[Exercise A] According to the reproducible research page, what file extension should you use when saving objects with save.image()?
[Exercise B]
For each statement, say whether it agrees with the reproducible research page, and quote the words that decide it.
(i) The .Rproj file can act as a shortcut for opening the project in R Studio.
(ii) R projects are required for organizing the project structure.
(iii) In R, the computer evaluates text that comes after the # symbol on a line.

[Extracted text]
****************

Collaboration and reproducible research

In science, you will rarely work alone on a project (at least you shouldn’t). This is true whether you are an early career scientist or a senior researcher. Ideally, your collaborators will be present at every stage of project; this includes the data analysis stage. However, it’s often difficult to share what you are working on. A script is easy enough to share, but what good does it do without data? How can you get instructions that you wrote for your computer to work on someone else’s?

Making your project reproducible

R projects

Since we’ve already covered this, I won’t discuss this topic so much.

A few key reminders:

  • The .Rproj file can serve as a shortcut to opening the project into R Studio
  • R projects can help you organize the project structure (they’re not necessary to do this, though)
  • R projects store settings - do you want to save your environment when closing? - do you want to start a session with a clean environment?
  • Relative, not absolute, paths!!!

set.seed()

In short, the set.seed() function makes your code reproducible. So, if you include a seed in your code, any random process will produce the same output every time you run your script. And it should produce the same output on other computers, as well.

You should include set.seed() if your script includes any random processes. What are some examples of random processes?

  • rnorm(), runif(), rpois(), etc.
  • sample()
  • subset()

If you are unsure whether you should include set.seed() in your script, include it.

TMI: Randomness is a tricky concept. True randomness is difficult to find. Most things that we think of as random are actually “pseudo-random”, i.e., fake random. In reality, these processes are “deterministic” - which means that they will produce the same result if given the same input. We think of them as random because we lack knowledge about the inputs.

Computers are definitely deterministic. So, how do we get a deterministic machine to produce randomness? Well, we don’t. We get it to produce pseudo-randomness. They use complex algorithms to produce outputs that seem to be random. In reality, they are completely deterministic. The “seed” serves as the starting point.

Commenting your code

Comments are lines of code that are not evaluated by the computer but can be read by humans. You can use them to leave notes or explanations for anyone who reads your code (including future you). When you should write a comment is not an exact science (and some programmers don’t like them unless absolutely necessary). Essentially, you should leave a comment anytime you think something might be confusing or unclear. Ideally, they should be clear and concise - but this is a bit of a drawing the owl recommendation. Commenting probably won’t be intuitive early on, but at this stage I would lean towards over-commenting rather than under-commenting (just don’t comment every line :) )

In R, the computer doesn’t evaluate anything on a line that comes after the # symbol.

Saving your workspace

It is possible to save the objects that you create in your environment by using the function save.image(). Use the extension .RData in your file name and then you can easily reload your objects. You can set up R Studio to always save your workspace when it closes and then load the workspace/environment when you open the project (or even just R Studio).

****************

[Given information]

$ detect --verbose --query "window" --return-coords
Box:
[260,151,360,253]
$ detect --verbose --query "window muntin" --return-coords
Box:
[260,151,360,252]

****************

[Answer A] The extension is .RData.

[Answer B]
(i) Yes: "The .Rproj file can serve as a shortcut to opening the project into R Studio"
(ii) No: "they’re not necessary to do this, though"
(iii) No: "the computer doesn’t evaluate anything on a line that comes after the # symbol"